Please pick out each line in the listing below that contains the word "white" and copy those lines out in full.

DATA FOR THE TASK -

»»

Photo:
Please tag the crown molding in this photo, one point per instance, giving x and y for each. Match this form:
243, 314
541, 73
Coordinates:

««
»»

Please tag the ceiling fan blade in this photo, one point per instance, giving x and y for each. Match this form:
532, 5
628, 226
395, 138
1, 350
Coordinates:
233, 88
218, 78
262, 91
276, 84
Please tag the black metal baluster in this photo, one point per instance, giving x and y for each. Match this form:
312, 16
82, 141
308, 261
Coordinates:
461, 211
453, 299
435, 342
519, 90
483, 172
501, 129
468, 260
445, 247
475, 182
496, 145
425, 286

««
»»

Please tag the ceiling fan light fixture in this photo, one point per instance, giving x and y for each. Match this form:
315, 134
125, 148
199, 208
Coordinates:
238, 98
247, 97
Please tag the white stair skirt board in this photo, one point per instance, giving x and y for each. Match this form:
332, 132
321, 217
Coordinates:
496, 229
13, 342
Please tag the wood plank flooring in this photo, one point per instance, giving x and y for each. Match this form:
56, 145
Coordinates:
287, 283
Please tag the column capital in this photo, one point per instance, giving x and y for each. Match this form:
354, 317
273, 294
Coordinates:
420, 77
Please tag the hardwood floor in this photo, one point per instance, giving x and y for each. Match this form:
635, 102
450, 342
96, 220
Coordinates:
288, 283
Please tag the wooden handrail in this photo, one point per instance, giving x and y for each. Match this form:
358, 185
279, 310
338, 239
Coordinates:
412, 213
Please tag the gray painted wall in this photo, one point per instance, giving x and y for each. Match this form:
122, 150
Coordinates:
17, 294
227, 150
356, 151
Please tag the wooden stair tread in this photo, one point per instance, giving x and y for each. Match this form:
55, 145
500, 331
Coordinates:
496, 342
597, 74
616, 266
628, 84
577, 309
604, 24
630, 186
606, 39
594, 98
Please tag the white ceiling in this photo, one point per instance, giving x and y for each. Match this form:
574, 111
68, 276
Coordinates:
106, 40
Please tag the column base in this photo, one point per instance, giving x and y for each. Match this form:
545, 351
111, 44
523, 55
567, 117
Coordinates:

««

FINAL ANSWER -
Please tag the white stair skirt board in this photo, one point per instance, giving x and y for each. Match this form:
Please tag the white ceiling in this photo, one point per instance, giving x and y for each. Match this form:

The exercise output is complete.